PROBLEM REQUIREMENTS: From the items below, pick out each line that contains the string "facade". Letter case matters.

=====

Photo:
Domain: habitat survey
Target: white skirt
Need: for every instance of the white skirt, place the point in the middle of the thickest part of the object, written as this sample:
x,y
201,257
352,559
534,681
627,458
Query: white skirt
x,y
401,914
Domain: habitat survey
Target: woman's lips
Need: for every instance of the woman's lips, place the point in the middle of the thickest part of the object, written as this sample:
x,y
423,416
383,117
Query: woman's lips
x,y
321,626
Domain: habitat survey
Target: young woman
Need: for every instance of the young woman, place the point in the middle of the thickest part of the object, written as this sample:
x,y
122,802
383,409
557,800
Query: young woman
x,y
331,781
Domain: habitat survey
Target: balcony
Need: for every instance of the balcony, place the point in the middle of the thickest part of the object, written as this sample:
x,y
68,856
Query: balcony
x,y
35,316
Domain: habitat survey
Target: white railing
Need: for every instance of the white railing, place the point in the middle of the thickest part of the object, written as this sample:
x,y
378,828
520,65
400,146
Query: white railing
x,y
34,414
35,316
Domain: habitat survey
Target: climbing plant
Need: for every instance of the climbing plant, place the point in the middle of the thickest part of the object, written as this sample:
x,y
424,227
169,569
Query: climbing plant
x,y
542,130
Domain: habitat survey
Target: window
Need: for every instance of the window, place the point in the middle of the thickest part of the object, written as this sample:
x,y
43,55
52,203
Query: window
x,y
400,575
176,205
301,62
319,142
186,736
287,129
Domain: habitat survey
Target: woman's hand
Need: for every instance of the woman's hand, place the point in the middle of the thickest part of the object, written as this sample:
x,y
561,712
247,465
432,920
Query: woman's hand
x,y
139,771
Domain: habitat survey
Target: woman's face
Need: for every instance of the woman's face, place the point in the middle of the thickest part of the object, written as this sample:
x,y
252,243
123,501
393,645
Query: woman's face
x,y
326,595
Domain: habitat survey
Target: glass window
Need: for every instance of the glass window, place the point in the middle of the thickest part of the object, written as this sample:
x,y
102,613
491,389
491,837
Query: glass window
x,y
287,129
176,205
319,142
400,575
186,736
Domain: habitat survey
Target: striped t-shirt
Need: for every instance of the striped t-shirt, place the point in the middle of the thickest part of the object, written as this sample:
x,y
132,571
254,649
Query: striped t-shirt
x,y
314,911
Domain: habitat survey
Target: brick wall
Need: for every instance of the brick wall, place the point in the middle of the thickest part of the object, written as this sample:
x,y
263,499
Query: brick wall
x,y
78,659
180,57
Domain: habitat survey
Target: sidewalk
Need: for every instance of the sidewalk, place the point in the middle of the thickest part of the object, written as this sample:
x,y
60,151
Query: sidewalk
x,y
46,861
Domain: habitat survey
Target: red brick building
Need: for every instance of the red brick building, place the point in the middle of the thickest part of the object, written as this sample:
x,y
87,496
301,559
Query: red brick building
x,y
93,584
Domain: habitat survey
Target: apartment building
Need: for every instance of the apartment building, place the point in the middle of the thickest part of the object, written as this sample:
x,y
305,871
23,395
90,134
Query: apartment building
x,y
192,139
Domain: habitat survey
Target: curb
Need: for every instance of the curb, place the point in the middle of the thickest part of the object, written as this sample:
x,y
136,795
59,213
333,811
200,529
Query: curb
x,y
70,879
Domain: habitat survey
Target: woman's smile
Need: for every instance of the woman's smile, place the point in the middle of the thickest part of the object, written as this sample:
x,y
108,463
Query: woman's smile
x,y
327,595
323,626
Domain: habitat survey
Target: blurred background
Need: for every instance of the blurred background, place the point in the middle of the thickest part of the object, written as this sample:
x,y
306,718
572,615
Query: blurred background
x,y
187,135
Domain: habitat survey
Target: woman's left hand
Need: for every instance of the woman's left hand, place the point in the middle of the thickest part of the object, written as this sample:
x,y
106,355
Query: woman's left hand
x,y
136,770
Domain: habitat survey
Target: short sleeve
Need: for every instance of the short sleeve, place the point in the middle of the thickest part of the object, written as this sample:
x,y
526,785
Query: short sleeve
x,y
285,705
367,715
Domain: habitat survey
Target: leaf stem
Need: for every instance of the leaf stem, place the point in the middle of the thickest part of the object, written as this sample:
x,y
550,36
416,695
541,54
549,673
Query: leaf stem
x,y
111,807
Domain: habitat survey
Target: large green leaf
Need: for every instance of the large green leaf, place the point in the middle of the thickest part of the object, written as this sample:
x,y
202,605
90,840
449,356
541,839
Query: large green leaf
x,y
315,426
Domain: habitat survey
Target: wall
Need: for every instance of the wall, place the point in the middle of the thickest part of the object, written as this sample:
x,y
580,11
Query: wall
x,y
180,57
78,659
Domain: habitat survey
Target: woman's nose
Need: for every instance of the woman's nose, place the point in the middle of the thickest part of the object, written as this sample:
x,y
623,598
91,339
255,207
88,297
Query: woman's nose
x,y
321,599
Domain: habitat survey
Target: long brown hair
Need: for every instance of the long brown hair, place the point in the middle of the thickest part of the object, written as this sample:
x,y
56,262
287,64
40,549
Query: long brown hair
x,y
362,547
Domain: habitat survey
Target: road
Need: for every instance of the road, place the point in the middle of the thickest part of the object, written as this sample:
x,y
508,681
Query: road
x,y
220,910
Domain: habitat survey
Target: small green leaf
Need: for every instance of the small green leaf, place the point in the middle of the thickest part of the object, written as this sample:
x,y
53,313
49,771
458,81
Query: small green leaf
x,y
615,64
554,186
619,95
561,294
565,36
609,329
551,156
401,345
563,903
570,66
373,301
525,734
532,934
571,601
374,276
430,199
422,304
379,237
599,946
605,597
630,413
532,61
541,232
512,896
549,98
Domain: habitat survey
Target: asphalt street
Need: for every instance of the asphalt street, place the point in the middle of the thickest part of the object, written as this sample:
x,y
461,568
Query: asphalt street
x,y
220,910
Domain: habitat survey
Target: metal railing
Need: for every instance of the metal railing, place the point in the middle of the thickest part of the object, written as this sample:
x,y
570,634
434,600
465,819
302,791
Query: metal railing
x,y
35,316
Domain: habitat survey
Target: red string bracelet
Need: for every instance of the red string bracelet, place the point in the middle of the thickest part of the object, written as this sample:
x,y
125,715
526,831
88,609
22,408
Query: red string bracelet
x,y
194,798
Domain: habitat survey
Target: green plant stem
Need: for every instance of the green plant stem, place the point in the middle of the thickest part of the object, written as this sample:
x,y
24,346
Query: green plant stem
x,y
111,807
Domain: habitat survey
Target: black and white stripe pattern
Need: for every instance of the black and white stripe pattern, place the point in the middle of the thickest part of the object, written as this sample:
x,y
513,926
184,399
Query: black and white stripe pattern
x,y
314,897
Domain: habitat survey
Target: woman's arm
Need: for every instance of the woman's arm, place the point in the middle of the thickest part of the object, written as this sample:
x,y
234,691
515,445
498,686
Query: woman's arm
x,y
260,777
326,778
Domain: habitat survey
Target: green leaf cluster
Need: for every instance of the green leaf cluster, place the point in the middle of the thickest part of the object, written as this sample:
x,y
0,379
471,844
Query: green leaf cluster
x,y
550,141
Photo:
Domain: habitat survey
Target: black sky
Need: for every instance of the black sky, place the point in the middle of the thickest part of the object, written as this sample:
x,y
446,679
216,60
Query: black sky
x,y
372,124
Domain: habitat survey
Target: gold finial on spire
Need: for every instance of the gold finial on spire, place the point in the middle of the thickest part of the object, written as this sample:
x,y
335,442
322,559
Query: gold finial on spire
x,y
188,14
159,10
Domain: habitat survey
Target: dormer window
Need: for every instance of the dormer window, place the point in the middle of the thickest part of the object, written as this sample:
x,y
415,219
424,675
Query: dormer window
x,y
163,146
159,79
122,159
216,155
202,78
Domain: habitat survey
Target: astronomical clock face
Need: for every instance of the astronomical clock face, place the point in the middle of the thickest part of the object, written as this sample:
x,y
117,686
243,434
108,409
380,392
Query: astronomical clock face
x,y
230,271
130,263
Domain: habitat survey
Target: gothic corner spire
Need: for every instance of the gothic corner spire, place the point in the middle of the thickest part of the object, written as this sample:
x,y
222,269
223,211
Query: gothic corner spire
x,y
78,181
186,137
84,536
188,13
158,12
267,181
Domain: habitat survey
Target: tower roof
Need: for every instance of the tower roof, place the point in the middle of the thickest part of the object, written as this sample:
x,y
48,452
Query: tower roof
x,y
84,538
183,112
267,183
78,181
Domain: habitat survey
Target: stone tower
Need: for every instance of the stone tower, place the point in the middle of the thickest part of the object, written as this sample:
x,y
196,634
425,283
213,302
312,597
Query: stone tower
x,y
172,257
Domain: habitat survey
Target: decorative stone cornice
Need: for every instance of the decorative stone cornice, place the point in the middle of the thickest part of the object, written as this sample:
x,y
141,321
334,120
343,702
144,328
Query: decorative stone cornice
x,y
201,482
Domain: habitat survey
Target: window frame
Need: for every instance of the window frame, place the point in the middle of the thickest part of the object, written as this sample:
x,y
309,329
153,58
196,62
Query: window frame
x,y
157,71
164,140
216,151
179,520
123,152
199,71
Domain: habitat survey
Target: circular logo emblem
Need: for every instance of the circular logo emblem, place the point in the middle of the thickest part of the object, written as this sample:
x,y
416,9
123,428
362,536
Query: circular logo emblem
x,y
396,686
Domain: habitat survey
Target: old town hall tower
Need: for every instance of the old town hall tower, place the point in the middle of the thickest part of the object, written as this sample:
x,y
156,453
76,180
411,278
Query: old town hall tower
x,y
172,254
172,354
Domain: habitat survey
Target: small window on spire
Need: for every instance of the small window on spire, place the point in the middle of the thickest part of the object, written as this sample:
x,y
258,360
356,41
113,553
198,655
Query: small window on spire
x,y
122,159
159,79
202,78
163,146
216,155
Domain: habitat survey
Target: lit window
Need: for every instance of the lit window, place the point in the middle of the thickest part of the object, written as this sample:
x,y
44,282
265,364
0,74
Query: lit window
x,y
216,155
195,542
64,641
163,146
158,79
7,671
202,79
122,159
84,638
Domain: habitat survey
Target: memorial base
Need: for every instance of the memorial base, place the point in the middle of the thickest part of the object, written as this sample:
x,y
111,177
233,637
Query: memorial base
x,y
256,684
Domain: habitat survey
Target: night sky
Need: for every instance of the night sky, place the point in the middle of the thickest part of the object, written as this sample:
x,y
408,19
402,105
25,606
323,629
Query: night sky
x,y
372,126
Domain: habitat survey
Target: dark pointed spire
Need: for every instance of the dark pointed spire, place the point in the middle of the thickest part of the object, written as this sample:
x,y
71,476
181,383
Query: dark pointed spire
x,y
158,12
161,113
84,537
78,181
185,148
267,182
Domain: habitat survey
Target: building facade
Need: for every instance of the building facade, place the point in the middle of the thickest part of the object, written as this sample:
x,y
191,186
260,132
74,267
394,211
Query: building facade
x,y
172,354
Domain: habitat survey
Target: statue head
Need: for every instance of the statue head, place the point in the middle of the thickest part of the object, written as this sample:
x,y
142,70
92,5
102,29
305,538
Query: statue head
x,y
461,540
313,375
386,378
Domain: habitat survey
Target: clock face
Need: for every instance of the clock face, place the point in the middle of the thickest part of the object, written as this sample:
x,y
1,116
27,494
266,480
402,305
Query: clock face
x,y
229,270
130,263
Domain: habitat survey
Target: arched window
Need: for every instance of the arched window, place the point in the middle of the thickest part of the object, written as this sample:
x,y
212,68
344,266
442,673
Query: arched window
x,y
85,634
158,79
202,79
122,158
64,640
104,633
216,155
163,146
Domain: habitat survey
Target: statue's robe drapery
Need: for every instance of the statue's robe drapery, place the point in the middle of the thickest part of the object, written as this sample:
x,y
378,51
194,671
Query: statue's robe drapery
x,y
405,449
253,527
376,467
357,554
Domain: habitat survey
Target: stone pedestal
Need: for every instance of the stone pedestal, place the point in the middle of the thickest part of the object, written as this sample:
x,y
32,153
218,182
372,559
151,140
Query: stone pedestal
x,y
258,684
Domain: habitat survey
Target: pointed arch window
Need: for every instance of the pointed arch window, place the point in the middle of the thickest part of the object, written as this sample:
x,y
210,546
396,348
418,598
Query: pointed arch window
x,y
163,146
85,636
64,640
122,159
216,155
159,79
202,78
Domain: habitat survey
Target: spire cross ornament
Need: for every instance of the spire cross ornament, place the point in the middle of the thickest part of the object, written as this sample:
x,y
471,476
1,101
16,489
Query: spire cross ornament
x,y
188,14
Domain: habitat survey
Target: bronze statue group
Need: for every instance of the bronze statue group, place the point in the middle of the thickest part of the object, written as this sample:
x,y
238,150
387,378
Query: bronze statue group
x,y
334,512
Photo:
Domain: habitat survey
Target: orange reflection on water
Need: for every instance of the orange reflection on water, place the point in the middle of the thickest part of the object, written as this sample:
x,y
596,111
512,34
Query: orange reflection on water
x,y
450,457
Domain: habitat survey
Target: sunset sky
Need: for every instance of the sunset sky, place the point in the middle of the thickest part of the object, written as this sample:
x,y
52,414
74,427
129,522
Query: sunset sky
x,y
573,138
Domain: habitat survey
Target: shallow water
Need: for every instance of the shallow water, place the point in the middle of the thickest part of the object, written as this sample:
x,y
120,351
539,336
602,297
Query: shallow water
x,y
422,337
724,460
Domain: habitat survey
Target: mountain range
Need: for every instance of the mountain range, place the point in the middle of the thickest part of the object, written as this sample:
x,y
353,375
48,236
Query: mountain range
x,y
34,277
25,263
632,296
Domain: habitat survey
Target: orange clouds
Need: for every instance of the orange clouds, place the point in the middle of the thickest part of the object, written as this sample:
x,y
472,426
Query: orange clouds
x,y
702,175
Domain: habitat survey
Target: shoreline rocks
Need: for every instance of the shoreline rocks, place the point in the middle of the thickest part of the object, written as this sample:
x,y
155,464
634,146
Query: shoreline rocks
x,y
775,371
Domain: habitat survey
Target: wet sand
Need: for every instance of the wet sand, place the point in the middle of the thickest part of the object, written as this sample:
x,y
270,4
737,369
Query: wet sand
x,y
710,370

=====

TASK RESPONSE:
Target: building facade
Need: for every instance of the building facade, place the point in the middle of the thickest part of the object, written as this sample:
Query: building facade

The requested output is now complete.